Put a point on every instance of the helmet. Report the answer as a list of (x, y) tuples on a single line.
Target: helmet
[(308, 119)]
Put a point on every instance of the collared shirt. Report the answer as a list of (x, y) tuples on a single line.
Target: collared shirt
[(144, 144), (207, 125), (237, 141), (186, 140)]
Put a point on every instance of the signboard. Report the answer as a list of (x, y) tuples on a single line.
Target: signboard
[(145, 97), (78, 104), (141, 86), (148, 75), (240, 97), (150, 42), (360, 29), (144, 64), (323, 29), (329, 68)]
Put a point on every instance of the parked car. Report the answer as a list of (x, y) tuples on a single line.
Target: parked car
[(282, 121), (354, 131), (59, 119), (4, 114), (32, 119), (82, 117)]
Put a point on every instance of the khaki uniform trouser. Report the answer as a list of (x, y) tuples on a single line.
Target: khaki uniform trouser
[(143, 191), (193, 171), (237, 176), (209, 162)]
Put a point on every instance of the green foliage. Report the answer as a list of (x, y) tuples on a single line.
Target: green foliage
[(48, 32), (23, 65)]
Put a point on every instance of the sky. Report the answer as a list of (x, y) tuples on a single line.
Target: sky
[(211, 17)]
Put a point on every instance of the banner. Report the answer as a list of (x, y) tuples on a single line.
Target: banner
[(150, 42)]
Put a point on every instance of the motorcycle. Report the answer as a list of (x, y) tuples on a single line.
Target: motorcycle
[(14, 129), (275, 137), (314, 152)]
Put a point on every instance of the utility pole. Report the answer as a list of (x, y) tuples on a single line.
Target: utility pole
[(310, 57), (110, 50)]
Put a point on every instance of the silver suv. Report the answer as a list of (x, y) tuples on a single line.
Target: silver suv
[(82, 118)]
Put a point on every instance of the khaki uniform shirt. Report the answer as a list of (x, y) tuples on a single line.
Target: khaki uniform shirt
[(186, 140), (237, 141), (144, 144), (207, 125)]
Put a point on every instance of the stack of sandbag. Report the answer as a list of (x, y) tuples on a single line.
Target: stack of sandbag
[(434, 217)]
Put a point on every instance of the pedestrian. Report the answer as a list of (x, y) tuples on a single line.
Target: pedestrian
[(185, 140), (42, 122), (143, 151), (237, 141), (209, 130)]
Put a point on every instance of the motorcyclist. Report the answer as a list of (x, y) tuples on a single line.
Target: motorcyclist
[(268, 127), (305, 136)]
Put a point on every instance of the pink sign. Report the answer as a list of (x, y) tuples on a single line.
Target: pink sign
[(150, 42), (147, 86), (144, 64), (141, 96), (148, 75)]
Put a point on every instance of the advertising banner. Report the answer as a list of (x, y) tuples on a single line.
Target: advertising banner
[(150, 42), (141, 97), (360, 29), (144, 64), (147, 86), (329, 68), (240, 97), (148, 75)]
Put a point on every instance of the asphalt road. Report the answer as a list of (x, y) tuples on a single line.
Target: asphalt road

+ + + + + + +

Reproduce the entries starting at the line containing "Put a point on every instance of the pink" and ending at the line containing "[(150, 42), (147, 86), (144, 64), (141, 96), (148, 75)]", changing "pink sign" to "pink placard" and keeping everything else the same.

| Reply |
Put a point on every instance of the pink placard. Report the answer as a list of (x, y) tuples on a single line.
Target: pink placard
[(150, 42), (147, 86), (144, 64), (141, 96), (148, 75)]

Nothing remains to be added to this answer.